== Kutipan ==

────

Dua Jenis Teman
KAWACA.COM | INI masih soal sekolah. Masih tentang pendidikan. Tentang kegiatan belajar-mengajar. Di dalam kelas. Bagaimana menjaga suasana kelas tetap menyenangkan. Tidak ada siswa yang merasa minder –sekalipun ia tertinggal dari teman-temannya.
Peran guru sangat vital. Dalam kondisi guru harus sekaligus berperan sebagai orang tua. Seperti saya singgung di tulisan Man Nahnu sebelumnya: Guruku Inspirasiku, tugas guru memang berat. Bukan hanya mengajarkan ilmu. Lebih dari itu. Juga mendidik siswanya. Terutama menanamkan pendidikan karakter ke dalam jiwa para muridnya.
Ada yang bilang begini: para orang sukses (presiden, menteri, tentara, polisi, bos perusahaan, dan lain-lain) tidak bisa dilepaskan dari peran guru. Tapi banyak orang gagal (dalam kehidupannya) juga dikaitkan dengan guru. Terutama dihubungkan dengan kegagalan guru membentuk jiwa dan karakter muridnya. Ketika mengenyam pendidikan di bangku sekolah dulu. Bila ditarik lebih ke dalam lagi: guru ”gagal” memperbaiki mental siswanya dan atau gagal mengangkat semangat serta mental siswanya yang kurang pandai dari keminderan.
Ada kisah menarik di grup WA (WhatsApp) Sastera Sahabat Kita. Saya cuplik untuk Anda semua. Alkisah, seorang guru bahasa Arab pengganti memasuki ruangan kelas di sebuah Madrasah Ibtidaiyah. Setingkat Sekolah Dasar. Ia menggantikan guru pelajaran itu. Sampai akhir semester.

────

== Bahan yang Disediakan ==
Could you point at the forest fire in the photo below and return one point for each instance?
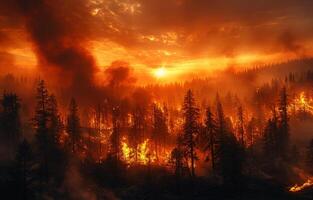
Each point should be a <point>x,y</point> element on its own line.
<point>157,99</point>
<point>298,188</point>
<point>304,103</point>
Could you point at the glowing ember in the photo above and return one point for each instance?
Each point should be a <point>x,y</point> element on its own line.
<point>297,188</point>
<point>304,103</point>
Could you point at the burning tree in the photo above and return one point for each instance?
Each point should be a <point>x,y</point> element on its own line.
<point>73,125</point>
<point>191,128</point>
<point>210,136</point>
<point>283,141</point>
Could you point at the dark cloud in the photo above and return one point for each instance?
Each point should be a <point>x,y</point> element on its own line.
<point>118,73</point>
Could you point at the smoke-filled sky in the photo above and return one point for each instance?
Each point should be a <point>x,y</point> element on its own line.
<point>81,38</point>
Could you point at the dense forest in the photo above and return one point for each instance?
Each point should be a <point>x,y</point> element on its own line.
<point>235,135</point>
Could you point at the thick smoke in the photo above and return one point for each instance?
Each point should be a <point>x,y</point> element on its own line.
<point>58,31</point>
<point>119,73</point>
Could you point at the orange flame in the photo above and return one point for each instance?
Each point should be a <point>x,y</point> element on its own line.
<point>297,188</point>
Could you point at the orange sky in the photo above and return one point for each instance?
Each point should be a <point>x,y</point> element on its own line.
<point>182,37</point>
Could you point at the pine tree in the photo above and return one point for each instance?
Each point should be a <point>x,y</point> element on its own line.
<point>309,157</point>
<point>115,136</point>
<point>229,154</point>
<point>210,136</point>
<point>55,125</point>
<point>24,169</point>
<point>73,126</point>
<point>10,124</point>
<point>269,139</point>
<point>283,123</point>
<point>159,129</point>
<point>191,128</point>
<point>240,126</point>
<point>41,127</point>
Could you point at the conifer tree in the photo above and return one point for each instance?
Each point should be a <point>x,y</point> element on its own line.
<point>73,126</point>
<point>191,129</point>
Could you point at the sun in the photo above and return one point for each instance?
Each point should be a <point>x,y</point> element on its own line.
<point>160,72</point>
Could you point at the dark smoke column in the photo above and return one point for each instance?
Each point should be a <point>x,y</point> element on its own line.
<point>59,30</point>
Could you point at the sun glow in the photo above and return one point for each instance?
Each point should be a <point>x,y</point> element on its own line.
<point>160,72</point>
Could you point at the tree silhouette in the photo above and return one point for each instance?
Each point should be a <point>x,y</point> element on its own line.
<point>283,141</point>
<point>73,126</point>
<point>210,136</point>
<point>191,128</point>
<point>24,169</point>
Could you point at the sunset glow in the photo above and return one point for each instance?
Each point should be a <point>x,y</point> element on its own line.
<point>156,99</point>
<point>160,72</point>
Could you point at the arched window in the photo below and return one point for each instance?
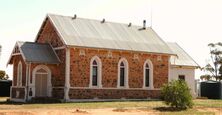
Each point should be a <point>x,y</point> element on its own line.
<point>122,73</point>
<point>148,74</point>
<point>95,72</point>
<point>19,74</point>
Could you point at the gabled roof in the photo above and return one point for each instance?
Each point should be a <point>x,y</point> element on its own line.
<point>37,53</point>
<point>108,35</point>
<point>182,59</point>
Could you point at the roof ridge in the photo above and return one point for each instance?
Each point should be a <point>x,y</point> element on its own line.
<point>99,20</point>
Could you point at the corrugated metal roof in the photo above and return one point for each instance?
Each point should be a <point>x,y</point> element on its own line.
<point>108,35</point>
<point>38,53</point>
<point>182,59</point>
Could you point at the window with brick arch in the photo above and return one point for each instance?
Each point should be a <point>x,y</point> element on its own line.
<point>19,74</point>
<point>122,73</point>
<point>95,72</point>
<point>148,74</point>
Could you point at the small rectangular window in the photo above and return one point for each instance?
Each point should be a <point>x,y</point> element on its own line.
<point>181,77</point>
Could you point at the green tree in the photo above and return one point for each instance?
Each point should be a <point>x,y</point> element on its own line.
<point>177,94</point>
<point>214,67</point>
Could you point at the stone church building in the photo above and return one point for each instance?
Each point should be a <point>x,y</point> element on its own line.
<point>74,58</point>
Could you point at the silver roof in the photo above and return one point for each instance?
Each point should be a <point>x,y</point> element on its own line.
<point>38,53</point>
<point>182,59</point>
<point>108,35</point>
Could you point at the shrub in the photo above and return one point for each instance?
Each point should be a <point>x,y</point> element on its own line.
<point>177,94</point>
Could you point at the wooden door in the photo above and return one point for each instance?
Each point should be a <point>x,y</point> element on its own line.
<point>41,85</point>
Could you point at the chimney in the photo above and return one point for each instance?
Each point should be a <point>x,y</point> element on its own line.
<point>103,21</point>
<point>129,25</point>
<point>74,17</point>
<point>144,24</point>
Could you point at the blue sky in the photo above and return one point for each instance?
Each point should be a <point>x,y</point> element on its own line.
<point>191,23</point>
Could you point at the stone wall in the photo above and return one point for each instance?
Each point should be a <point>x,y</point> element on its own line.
<point>112,94</point>
<point>80,67</point>
<point>20,93</point>
<point>80,74</point>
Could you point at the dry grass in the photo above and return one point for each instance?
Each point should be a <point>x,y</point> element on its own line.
<point>201,106</point>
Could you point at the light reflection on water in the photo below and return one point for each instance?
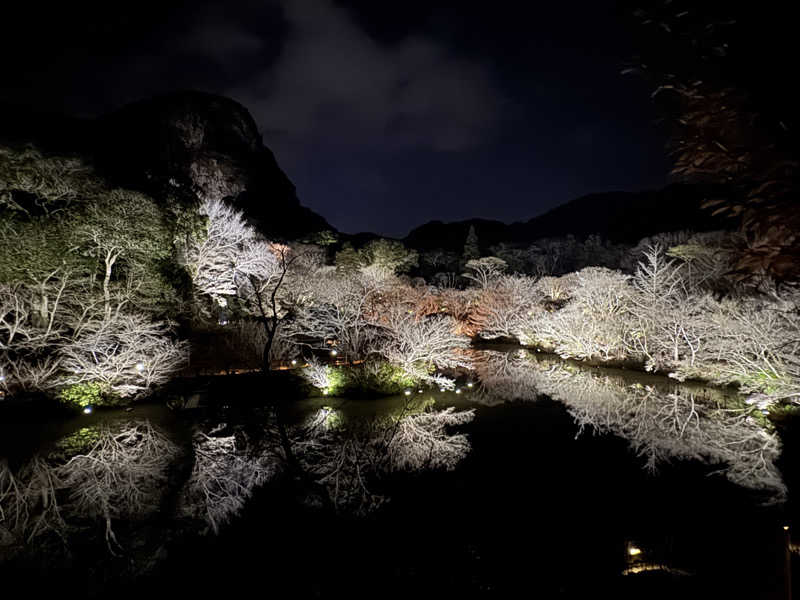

────

== Tujuan ==
Tulis ulang bagian kutipan yang dimulai dengan "Dua Jenis Teman" dan berakhir pada "tertinggal dari teman-temannya.", lalu tukar "kelas" dengan "ruang belajar".

== Jawaban Lengkap ==
Dua Jenis Teman
KAWACA.COM | INI masih soal sekolah. Masih tentang pendidikan. Tentang kegiatan belajar-mengajar. Di dalam ruang belajar. Bagaimana menjaga suasana ruang belajar tetap menyenangkan. Tidak ada siswa yang merasa minder –sekalipun ia tertinggal dari teman-temannya.